_What you need to do_
Beginning with the line containing "Could you please point to the red jersey" and ending with the last line, repeat the records exactly.

[Lines of data]
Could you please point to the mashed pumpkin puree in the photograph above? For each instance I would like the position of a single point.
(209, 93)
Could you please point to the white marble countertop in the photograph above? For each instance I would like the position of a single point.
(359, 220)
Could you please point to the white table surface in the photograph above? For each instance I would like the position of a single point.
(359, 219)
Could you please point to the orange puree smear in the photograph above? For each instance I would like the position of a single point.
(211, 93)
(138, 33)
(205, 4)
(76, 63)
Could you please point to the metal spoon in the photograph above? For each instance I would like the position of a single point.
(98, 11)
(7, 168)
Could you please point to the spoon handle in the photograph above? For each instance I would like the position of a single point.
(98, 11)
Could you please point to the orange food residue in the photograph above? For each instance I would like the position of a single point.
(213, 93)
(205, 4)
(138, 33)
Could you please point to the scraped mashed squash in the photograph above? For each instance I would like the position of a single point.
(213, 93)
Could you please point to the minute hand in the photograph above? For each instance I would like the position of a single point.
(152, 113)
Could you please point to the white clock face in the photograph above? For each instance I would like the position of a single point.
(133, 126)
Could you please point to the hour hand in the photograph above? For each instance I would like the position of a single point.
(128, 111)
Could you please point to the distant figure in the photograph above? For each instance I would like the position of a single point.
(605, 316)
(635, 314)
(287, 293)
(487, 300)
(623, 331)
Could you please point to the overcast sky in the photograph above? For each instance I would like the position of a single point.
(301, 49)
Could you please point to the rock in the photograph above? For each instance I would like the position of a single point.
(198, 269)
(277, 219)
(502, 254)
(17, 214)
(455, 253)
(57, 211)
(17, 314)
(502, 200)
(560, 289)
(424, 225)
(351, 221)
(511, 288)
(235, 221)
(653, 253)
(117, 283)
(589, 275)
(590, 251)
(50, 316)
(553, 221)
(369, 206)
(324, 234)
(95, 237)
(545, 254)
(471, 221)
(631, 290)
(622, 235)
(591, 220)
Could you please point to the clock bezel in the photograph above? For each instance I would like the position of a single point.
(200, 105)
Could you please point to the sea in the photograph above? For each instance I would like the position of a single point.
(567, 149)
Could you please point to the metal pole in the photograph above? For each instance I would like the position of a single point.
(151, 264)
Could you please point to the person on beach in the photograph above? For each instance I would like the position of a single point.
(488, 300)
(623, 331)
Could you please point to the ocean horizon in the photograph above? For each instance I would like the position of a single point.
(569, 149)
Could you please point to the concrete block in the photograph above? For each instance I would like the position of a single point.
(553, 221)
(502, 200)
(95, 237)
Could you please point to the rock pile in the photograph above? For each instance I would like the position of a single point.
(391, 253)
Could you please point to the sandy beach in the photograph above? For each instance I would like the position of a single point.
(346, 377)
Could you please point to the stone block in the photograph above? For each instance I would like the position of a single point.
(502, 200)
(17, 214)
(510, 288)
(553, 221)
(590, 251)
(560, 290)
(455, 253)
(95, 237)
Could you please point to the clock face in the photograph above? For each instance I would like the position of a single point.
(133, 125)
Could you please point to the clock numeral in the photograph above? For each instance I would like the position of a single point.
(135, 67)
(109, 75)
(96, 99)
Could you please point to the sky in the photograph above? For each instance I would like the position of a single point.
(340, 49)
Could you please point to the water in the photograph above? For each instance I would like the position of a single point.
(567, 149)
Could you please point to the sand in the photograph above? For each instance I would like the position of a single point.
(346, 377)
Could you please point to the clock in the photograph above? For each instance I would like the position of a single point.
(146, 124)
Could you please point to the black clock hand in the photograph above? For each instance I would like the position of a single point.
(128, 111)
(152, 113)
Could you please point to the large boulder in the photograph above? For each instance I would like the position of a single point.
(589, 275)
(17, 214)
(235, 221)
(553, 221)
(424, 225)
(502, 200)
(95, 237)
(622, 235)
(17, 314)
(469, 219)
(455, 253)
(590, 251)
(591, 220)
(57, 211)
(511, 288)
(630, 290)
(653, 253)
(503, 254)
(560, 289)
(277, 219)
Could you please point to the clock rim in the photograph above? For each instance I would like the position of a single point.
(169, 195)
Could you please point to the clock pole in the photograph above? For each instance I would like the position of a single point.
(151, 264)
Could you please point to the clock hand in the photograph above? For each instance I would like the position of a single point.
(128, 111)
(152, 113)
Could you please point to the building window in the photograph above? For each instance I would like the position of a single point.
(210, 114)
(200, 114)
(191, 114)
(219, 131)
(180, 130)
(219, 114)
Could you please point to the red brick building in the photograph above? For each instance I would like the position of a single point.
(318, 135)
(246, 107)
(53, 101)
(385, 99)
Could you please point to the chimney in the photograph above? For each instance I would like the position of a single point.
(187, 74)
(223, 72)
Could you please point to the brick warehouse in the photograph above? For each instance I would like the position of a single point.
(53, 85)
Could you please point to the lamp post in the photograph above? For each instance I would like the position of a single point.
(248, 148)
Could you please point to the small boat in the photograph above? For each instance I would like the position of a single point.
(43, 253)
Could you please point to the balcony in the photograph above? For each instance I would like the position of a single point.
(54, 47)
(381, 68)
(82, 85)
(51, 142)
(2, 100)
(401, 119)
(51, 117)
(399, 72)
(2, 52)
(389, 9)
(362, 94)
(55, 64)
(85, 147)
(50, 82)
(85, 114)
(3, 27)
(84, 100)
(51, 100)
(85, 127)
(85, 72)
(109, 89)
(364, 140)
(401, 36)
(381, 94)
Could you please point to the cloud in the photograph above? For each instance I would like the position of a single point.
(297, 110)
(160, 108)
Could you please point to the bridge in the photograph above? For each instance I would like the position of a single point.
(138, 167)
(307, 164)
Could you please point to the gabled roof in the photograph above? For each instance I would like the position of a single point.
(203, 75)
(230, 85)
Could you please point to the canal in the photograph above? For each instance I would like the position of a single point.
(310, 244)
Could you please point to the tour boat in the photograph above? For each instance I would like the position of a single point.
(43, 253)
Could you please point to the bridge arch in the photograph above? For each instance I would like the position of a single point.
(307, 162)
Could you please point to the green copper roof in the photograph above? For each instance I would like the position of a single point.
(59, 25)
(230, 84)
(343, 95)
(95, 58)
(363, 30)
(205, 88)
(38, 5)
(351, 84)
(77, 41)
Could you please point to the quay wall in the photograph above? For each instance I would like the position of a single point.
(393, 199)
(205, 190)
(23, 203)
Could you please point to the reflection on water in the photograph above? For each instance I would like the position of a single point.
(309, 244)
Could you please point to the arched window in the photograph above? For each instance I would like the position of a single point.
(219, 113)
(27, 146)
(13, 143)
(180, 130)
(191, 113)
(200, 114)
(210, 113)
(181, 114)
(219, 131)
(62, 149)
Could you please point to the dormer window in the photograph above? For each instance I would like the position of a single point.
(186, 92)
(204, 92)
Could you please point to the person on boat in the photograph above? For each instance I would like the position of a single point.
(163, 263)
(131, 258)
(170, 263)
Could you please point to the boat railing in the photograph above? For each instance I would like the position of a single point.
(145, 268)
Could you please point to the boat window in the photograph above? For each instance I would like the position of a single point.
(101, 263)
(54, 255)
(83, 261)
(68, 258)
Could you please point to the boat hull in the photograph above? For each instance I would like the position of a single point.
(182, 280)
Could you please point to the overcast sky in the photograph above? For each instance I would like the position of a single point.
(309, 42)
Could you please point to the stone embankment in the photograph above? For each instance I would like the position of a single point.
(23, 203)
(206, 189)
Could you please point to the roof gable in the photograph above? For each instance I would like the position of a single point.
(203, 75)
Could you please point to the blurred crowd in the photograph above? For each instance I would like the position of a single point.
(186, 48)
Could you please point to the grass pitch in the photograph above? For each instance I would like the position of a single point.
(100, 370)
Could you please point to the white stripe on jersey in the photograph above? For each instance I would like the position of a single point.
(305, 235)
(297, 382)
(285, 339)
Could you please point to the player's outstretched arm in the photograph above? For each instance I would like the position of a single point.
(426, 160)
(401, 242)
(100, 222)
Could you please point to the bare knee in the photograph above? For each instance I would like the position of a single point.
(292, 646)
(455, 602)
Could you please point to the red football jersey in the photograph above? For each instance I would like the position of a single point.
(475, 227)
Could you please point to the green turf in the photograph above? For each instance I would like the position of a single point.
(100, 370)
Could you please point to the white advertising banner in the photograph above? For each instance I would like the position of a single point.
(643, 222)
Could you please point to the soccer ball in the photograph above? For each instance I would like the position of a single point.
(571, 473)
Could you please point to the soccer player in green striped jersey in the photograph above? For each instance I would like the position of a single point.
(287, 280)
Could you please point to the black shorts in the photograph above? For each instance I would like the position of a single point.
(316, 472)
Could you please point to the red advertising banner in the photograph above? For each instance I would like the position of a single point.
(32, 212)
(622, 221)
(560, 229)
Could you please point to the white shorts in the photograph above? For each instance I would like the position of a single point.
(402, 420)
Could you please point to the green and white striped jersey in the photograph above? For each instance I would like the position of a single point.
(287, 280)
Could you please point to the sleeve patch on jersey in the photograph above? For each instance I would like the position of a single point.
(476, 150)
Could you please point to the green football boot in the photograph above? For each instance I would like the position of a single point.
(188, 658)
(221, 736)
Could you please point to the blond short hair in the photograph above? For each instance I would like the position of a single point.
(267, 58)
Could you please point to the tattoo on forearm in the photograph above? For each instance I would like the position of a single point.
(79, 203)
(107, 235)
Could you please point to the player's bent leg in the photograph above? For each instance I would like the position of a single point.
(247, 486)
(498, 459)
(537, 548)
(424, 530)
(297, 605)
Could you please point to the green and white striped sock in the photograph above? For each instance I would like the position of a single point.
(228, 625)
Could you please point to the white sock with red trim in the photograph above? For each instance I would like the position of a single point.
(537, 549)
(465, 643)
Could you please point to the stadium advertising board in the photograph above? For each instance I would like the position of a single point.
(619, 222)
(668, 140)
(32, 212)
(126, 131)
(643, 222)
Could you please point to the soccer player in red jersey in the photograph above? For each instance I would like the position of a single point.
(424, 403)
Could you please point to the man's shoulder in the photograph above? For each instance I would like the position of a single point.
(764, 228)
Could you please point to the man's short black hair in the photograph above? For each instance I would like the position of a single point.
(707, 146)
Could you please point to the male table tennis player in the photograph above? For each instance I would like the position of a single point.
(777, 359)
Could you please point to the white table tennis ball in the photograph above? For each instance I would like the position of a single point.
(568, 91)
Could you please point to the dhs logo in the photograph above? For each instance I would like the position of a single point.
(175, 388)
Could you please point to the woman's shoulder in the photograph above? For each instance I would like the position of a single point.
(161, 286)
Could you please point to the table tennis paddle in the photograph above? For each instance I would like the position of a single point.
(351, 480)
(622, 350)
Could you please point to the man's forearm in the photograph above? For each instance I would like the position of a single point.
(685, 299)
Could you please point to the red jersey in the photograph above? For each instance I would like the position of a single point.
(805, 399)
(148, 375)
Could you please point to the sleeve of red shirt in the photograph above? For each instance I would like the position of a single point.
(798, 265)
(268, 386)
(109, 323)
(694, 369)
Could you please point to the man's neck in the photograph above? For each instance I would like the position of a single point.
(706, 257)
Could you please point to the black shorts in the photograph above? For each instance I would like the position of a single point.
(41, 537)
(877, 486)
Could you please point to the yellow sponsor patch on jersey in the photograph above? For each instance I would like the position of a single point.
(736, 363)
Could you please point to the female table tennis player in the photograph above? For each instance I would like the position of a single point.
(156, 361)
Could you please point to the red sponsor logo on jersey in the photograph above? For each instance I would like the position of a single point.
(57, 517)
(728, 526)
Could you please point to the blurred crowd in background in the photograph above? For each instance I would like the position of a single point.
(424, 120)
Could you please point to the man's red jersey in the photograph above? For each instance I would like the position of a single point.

_Result of this task_
Could you please point to the red jersey in the photograph above? For each instance I would like the position of a single point.
(805, 399)
(148, 375)
Could you please point to the sleeve of red shirt in the photograph above? For each instance I would like the position of a single point.
(798, 265)
(268, 386)
(109, 323)
(694, 369)
Could you please point to the man's neck in the photograph above? For each instance I would like the position of a single point.
(706, 257)
Could you please point to the black shorts in the photograph above? For each instance I would like the position of a single point.
(41, 537)
(877, 486)
Could you please point to the yellow sponsor patch on jersey in the photograph above? For each instance I would like the position of a single point.
(736, 363)
Could you please point to the female table tennis player in the photograph above? For each instance I would like the position of a single point.
(156, 361)
Could you please point to the red sponsor logo on jersey in the photograph above? For each instance I would like the position of a single point.
(57, 517)
(728, 526)
Could you please point to the blurred crowd in background in the photograph above? For each instance I would like the position of a single point.
(424, 120)
Could you please point to the man's red jersey in the photograph above? For each instance I would like the position of a single point.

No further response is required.